----- SECCIÓN DEL DOCUMENTO
Capítulo 43
“LOS SUCESOS DE LA LINEA”
Desde mucho tiempo atrás, tengo el
propósito de escribir un relato lo más exacto posible, del episodio conocido
popularmente por “los sucesos de La
Línea” para unos y “los sucesos de
las Pedreras” para otros.
Tantas veces como he iniciado este trabajo,
tantas lo he tenido que abandonar, completamente descorazonado, por no haber
sabido reunir los datos necesarios, fidedignos y completos.
La desesperante carencia de información, si
bien reiteradas veces me obligó a posponer la tarea hasta mejor ocasión, también
contribuyó a infundirme miedo por mi osadía, por haberme encariñado con una
empresa superior a mis posibilidades y a mi capacidad, aunque no a mi voluntad
que, una y otra vez, con la fuerza de una obsesión, me obligaba a empezar de
nuevo.
Es muy natural que el descorazonamiento me
obligase a reconsiderar las dimensiones del berenjenal en que alocadamente me
había metido. Pero, ¿qué se puede hacer contra las manías de un sesentón? Ni el
miedo a salir con ridículo ha sido suficiente para embotar mi pluma. Ya no hay
remedio, ¡qué le vamos a hacer!
Para conseguir la precisa información he
debido molestar en los organismos oficiales que pueden, o deben tener
archivados datos reales y concretos. Desgraciadamente, en esos organismos, por
disposición ministerial cada veinte años destruyen papeles y documentos
innecesarios. Por tanto, no pudieron atender mi petición. Por otra parte, mi
cortedad característica, siempre que trato de pedir un favor en mi beneficio, me
enclaustra en el caparazón de mi propia impotencia y no me deja otra
alternativa que consultar los escasos medios informativos que yo mismo voy
descubriendo. Hasta ahora sólo he dispuesto de algún que otro periódico viejo, coplas carnavaleras, datos
tomados de “Historia de las agitaciones campesinas andaluzas” del notario
de Bujalance, don Juan Díaz del Moral,
y, sobre todo, referencias personales de algunos amigos míos, muy viejecitos, a
los que la memoria les suele hacer jugarretas confundiendo sus recuerdos y …
pare usted de contar.
A esta falta de elementos informativos de
primera clase debemos culpar que la presente crónica sobre “los sucesos de La Línea” no vaya todo lo categóricamente hilvanada
como yo he deseado presentarla a la “Historia
en pantuflas”, o sea a la Historia
chiquita de los anales de nuestra ciudad.
Bien, pues terminado el preámbulo
justificatorio, empecemos.
Desde los primeros años del presente siglo,
y me atrevería a decir que desde los últimos del XIX, existía en el barrio de San Felipe, -también conocido por el barrio de los
Portugueses-, en una de sus principales calles, justamente en la de San Felipe, una sociedad obrera
denominada Centro de Oficios Varios,
la cual, durante las obras del puerto de Gibraltar
alcanzó un número de afiliados superior a los seis mil –según el reportaje de “Gabá” en el Heraldo de Madrid-. Cifra jamás superada por ninguna entidad social
linense en ningún tiempo posterior.
----------
## LO QUE SE PIDE
Copia del capítulo sobre los sucesos de La Línea todo el fragmento que va desde "Es muy natural" hasta "vamos a hacer!", ambos incluidos.
----- ENTRADAS DE DATOS
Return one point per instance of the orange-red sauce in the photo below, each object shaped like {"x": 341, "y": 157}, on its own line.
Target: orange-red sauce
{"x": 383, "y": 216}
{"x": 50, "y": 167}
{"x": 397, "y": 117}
----------
## RESULTADO DEL EJERCICIO
Es muy natural que el descorazonamiento me
obligase a reconsiderar las dimensiones del berenjenal en que alocadamente me
había metido. Pero, ¿qué se puede hacer contra las manías de un sesentón? Ni el
miedo a salir con ridículo ha sido suficiente para embotar mi pluma. Ya no hay
remedio, ¡qué le vamos a hacer!